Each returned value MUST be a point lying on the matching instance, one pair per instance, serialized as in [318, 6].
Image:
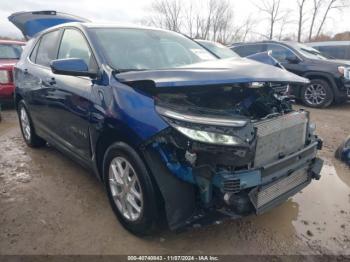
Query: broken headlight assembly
[208, 137]
[196, 134]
- - - - - - -
Give the entries above again word for word, without the pictures.

| REPLY |
Each returned value MUST be a point lying on the matching instance, one pair per instance, serialized as in [318, 6].
Image:
Query: broken headlight assembly
[208, 137]
[196, 134]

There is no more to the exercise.